### Source data
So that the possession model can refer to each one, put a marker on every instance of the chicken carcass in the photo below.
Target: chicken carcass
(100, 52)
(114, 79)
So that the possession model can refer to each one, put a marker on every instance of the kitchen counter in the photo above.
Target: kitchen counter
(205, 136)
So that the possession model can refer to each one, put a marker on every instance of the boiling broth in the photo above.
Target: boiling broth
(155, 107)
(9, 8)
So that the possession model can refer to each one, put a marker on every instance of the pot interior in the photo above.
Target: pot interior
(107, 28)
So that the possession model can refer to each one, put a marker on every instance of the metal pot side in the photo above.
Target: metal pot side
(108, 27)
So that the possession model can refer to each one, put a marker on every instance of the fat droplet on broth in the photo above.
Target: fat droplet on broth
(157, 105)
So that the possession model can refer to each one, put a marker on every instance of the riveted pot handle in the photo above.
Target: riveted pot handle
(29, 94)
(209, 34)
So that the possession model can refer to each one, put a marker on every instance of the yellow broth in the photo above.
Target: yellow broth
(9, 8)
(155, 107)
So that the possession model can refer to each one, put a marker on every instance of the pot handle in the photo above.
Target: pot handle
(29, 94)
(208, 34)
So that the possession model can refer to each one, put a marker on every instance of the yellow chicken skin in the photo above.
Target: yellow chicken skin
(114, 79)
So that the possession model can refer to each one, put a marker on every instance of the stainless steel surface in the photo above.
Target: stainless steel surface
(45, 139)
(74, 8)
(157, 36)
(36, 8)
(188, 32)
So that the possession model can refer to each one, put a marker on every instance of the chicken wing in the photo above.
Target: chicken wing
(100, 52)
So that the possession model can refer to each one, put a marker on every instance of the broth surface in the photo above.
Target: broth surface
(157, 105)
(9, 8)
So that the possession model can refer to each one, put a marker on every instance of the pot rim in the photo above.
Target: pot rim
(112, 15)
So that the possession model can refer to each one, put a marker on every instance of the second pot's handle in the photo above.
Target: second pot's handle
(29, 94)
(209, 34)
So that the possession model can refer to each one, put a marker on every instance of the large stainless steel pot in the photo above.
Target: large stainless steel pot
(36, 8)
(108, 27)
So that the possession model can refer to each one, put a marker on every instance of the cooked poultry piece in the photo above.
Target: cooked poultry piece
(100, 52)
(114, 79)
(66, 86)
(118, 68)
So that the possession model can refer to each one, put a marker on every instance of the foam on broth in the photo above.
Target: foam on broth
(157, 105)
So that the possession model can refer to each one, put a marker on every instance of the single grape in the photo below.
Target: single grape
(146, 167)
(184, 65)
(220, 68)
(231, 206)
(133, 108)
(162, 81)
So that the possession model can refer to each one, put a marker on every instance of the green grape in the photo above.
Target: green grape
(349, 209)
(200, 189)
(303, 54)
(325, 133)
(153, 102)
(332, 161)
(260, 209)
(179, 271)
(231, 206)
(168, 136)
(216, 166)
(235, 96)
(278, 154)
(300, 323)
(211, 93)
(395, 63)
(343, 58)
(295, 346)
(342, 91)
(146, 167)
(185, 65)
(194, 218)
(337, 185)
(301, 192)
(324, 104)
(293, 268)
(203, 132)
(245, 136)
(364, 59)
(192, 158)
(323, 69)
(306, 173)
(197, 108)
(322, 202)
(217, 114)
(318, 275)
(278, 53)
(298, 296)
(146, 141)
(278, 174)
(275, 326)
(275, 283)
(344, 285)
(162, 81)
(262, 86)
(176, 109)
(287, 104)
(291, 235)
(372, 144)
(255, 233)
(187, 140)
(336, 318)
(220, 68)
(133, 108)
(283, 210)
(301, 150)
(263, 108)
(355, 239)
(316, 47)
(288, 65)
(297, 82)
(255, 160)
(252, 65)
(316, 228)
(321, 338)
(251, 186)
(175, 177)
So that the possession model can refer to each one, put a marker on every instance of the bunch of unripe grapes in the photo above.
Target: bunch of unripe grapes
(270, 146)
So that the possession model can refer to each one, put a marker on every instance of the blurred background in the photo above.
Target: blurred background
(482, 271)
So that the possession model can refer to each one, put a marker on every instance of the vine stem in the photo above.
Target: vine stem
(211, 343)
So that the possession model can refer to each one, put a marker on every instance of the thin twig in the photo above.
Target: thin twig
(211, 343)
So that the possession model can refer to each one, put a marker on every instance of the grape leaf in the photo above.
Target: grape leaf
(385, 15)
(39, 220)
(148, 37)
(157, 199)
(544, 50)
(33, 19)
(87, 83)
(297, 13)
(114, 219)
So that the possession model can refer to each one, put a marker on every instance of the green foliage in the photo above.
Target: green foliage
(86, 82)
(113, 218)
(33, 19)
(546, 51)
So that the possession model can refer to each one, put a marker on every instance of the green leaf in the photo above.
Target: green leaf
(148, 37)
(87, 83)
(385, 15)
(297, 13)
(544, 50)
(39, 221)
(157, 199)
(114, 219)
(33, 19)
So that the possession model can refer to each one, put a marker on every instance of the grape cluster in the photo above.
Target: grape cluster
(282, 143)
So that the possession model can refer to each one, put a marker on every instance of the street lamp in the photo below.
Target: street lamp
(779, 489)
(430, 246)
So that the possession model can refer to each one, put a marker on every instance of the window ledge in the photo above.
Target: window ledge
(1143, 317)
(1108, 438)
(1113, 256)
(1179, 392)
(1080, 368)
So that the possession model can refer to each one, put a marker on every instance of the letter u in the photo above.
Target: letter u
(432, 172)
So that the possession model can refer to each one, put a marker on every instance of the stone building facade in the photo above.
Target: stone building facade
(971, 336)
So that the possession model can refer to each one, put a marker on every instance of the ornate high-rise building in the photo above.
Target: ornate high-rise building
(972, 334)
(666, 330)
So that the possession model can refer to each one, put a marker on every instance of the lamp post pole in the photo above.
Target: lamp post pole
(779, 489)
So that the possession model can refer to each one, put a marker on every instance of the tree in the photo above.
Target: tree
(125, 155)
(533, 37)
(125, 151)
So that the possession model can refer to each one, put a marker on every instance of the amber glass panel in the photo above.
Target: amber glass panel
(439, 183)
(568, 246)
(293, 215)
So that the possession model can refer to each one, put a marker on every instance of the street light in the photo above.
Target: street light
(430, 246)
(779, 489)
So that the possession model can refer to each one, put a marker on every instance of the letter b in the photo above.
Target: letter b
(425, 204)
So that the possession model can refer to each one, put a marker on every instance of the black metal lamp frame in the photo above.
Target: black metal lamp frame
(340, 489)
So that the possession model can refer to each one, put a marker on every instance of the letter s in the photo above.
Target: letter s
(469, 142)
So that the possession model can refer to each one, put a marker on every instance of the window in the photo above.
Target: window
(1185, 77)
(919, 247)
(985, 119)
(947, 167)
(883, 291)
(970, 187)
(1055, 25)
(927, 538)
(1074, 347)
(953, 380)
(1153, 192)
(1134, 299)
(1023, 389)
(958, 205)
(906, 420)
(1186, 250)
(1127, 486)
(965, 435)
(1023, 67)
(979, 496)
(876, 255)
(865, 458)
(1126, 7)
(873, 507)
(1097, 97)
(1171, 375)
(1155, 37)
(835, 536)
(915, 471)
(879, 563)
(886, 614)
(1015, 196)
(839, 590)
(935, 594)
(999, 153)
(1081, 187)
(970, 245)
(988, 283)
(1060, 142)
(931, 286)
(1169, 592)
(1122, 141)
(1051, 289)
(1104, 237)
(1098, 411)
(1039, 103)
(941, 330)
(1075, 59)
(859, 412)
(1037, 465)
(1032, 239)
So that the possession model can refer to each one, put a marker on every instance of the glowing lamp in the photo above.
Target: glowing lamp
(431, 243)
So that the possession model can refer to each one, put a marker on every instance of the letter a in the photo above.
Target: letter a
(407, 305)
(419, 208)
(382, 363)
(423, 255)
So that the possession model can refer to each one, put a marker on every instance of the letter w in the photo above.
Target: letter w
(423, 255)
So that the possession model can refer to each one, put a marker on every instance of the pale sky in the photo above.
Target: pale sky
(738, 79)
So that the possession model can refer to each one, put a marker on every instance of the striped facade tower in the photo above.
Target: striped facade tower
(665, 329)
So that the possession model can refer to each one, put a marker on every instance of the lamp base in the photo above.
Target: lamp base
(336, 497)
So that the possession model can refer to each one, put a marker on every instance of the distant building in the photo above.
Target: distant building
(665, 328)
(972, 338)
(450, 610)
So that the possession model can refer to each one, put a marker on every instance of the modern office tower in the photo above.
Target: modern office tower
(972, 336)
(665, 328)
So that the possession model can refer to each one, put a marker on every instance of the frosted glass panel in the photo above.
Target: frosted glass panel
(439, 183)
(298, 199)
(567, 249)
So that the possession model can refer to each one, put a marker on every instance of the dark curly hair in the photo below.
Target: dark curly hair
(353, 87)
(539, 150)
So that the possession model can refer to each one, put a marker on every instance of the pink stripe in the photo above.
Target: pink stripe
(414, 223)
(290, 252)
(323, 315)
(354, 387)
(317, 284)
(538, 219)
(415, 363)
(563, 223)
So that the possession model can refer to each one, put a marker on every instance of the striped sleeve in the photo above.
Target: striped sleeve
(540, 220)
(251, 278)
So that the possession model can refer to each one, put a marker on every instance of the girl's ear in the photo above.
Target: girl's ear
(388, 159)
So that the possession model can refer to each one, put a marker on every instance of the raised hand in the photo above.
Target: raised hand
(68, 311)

### Instructions to follow
Quote exactly the line containing "stripe in the photo above." and every later line through the end of the listing, and no other lines.

### Answer for this exercise
So that the possession model can refer to each one, put a marker on every instance of the pink stripe in the photo above.
Target: pink stripe
(414, 223)
(290, 252)
(323, 315)
(354, 387)
(317, 284)
(538, 219)
(415, 363)
(563, 223)
So that the possession model can refer to each one, put a marker on every instance of the striped sleeve in the photo above.
Target: striped sleeve
(540, 220)
(251, 278)
So that the possession model can refer to each one, put a marker on every instance of the girl's ear in the photo above.
Target: girl's ear
(388, 159)
So that the possession model can refer to each one, put a marker on every instance of the raised hand in the photo above.
Target: raised hand
(68, 311)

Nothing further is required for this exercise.